**What you are asked to do:** Extract the lines below word for word, starting with the line that contains "Screen reader assistance requested. Where is the white flower" and ending with the line that contains "left=196, top=143, right=276, bottom=204", with both of those lines included.
[start of Raw data]
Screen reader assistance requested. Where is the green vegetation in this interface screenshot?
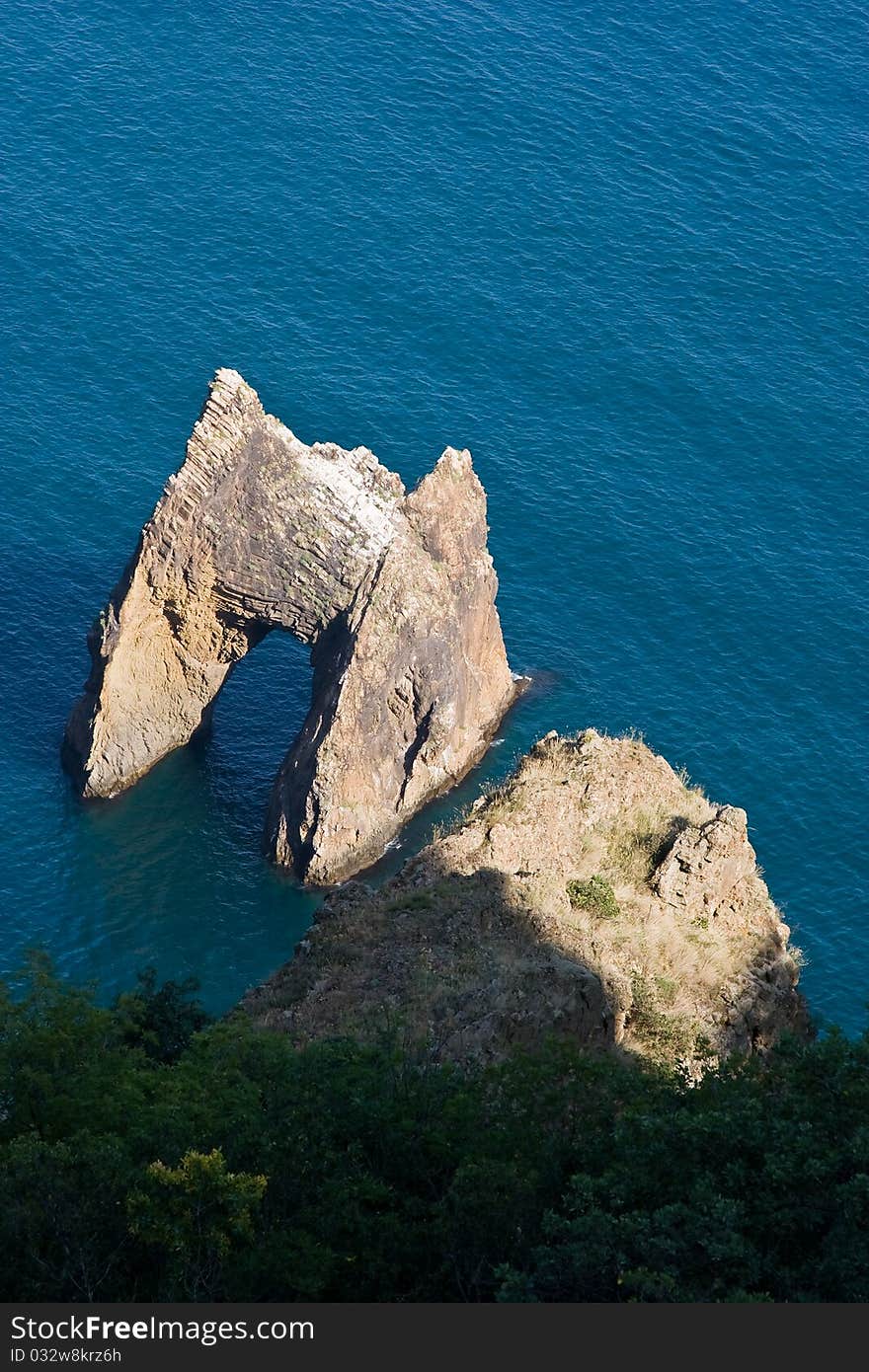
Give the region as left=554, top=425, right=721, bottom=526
left=0, top=959, right=869, bottom=1301
left=567, top=877, right=620, bottom=919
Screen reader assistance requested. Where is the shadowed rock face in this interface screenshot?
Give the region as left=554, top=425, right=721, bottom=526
left=244, top=729, right=807, bottom=1076
left=64, top=370, right=516, bottom=883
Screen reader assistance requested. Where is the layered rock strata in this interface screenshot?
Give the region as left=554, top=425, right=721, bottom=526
left=246, top=729, right=806, bottom=1072
left=64, top=370, right=517, bottom=883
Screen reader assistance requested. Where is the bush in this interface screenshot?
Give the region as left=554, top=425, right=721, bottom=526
left=0, top=960, right=869, bottom=1302
left=567, top=877, right=620, bottom=919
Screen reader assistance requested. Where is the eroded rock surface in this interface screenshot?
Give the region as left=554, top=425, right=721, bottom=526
left=64, top=370, right=516, bottom=883
left=246, top=729, right=806, bottom=1072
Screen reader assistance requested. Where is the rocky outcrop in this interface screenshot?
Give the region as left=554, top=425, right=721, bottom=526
left=64, top=370, right=516, bottom=883
left=246, top=729, right=806, bottom=1072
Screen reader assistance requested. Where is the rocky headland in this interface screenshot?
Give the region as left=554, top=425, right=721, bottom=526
left=244, top=729, right=807, bottom=1070
left=64, top=370, right=518, bottom=883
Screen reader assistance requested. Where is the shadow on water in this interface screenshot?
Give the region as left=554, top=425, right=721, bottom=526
left=45, top=634, right=320, bottom=1009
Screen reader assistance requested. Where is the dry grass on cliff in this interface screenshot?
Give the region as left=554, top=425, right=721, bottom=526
left=244, top=731, right=801, bottom=1059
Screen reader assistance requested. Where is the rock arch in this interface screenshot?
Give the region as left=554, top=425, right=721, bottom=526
left=64, top=369, right=516, bottom=883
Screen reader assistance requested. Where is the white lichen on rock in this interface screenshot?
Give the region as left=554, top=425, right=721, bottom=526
left=64, top=369, right=516, bottom=882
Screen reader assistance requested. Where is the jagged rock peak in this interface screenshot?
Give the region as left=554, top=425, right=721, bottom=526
left=64, top=368, right=516, bottom=883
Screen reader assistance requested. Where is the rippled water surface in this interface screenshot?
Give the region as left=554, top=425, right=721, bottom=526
left=0, top=0, right=869, bottom=1029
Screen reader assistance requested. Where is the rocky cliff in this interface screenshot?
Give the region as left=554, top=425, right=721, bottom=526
left=246, top=729, right=806, bottom=1070
left=64, top=370, right=516, bottom=883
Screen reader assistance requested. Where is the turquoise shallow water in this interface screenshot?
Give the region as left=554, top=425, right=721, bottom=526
left=0, top=0, right=869, bottom=1029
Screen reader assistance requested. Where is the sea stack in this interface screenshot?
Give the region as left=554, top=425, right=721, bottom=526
left=64, top=369, right=517, bottom=883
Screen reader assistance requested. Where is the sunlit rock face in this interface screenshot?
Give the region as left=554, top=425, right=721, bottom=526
left=64, top=370, right=516, bottom=883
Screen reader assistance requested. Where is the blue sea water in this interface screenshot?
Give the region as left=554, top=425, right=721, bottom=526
left=0, top=0, right=869, bottom=1030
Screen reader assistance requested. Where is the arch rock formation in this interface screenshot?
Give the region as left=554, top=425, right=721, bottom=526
left=64, top=369, right=517, bottom=883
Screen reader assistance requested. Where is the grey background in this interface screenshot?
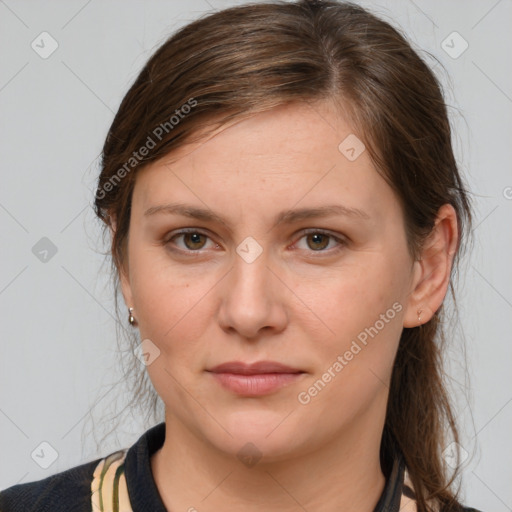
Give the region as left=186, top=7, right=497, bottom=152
left=0, top=0, right=512, bottom=512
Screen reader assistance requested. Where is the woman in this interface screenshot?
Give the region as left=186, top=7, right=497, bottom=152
left=0, top=0, right=484, bottom=512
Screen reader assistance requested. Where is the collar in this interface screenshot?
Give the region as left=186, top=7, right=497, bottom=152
left=91, top=423, right=417, bottom=512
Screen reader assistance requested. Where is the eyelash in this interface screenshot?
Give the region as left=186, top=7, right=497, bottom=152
left=164, top=228, right=347, bottom=257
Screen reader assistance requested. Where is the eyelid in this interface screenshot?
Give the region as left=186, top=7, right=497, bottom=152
left=164, top=228, right=347, bottom=256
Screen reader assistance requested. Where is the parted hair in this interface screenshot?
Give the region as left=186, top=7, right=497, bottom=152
left=94, top=0, right=472, bottom=512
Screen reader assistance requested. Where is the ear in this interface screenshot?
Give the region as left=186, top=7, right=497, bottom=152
left=404, top=204, right=459, bottom=327
left=109, top=217, right=133, bottom=308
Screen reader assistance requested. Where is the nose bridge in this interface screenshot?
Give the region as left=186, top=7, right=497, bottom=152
left=219, top=237, right=286, bottom=338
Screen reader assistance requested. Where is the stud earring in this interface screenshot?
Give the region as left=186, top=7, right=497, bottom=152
left=128, top=308, right=137, bottom=327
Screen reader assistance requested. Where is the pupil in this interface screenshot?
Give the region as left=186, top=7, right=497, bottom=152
left=311, top=233, right=327, bottom=249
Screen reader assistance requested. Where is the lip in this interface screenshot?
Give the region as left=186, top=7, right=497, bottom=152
left=208, top=361, right=305, bottom=397
left=208, top=361, right=303, bottom=375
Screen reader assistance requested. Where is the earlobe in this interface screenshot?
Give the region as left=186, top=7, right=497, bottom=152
left=404, top=204, right=459, bottom=327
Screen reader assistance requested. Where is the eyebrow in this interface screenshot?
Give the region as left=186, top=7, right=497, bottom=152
left=144, top=203, right=370, bottom=227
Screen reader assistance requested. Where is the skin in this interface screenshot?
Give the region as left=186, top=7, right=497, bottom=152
left=114, top=103, right=457, bottom=512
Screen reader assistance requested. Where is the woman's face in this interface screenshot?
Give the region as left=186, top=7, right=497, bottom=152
left=122, top=103, right=416, bottom=461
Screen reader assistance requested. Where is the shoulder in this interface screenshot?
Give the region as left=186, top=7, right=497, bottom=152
left=0, top=459, right=102, bottom=512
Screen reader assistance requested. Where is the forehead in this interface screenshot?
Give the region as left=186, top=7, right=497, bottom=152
left=133, top=104, right=398, bottom=225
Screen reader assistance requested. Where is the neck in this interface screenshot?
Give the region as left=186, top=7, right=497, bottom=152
left=151, top=402, right=385, bottom=512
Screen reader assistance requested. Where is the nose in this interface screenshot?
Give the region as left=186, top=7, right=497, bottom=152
left=219, top=247, right=290, bottom=340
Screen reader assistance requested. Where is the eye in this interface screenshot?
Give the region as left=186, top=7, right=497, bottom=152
left=299, top=229, right=346, bottom=253
left=165, top=229, right=346, bottom=253
left=166, top=229, right=216, bottom=252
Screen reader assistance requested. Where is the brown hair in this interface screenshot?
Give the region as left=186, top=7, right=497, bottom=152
left=95, top=0, right=471, bottom=512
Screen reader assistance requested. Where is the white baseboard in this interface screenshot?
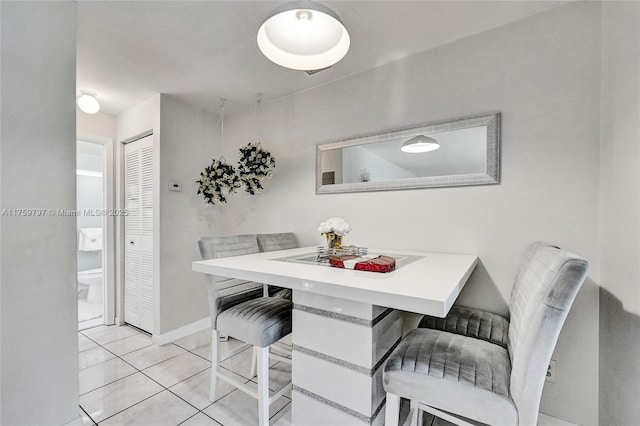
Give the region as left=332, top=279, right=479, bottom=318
left=151, top=317, right=211, bottom=346
left=64, top=416, right=82, bottom=426
left=538, top=413, right=578, bottom=426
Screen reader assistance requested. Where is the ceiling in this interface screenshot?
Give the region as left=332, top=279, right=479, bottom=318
left=77, top=0, right=566, bottom=114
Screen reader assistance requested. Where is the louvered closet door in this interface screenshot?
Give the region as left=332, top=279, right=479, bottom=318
left=124, top=136, right=154, bottom=333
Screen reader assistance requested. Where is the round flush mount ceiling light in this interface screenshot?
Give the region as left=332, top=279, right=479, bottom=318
left=77, top=90, right=100, bottom=114
left=258, top=0, right=351, bottom=71
left=400, top=135, right=440, bottom=154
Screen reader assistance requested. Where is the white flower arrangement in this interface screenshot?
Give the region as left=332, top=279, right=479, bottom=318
left=196, top=158, right=240, bottom=204
left=238, top=143, right=276, bottom=195
left=318, top=217, right=351, bottom=236
left=196, top=143, right=276, bottom=204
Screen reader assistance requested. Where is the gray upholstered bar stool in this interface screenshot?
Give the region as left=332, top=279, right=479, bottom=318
left=198, top=235, right=292, bottom=426
left=256, top=232, right=298, bottom=299
left=383, top=243, right=589, bottom=426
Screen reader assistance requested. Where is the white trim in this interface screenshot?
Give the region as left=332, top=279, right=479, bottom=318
left=152, top=317, right=211, bottom=346
left=63, top=416, right=83, bottom=426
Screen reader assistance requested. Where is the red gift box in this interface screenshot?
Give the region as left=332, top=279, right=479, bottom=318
left=329, top=254, right=396, bottom=272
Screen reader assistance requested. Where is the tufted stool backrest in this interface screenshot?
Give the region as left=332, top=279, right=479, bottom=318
left=508, top=242, right=589, bottom=425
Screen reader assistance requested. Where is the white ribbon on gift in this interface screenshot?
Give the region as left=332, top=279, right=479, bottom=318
left=342, top=254, right=380, bottom=269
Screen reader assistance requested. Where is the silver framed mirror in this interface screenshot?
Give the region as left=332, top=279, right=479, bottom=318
left=316, top=112, right=500, bottom=194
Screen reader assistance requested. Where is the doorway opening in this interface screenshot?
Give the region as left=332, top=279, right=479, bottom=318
left=76, top=138, right=115, bottom=330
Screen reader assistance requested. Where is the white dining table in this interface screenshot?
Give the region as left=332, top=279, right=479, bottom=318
left=193, top=247, right=478, bottom=426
[end of Raw data]
**Written solution:**
Screen reader assistance requested. Where is the white flower arrangement in this interface screenshot?
Give the region as left=332, top=279, right=479, bottom=318
left=196, top=158, right=240, bottom=204
left=238, top=143, right=276, bottom=195
left=318, top=217, right=351, bottom=236
left=196, top=143, right=276, bottom=204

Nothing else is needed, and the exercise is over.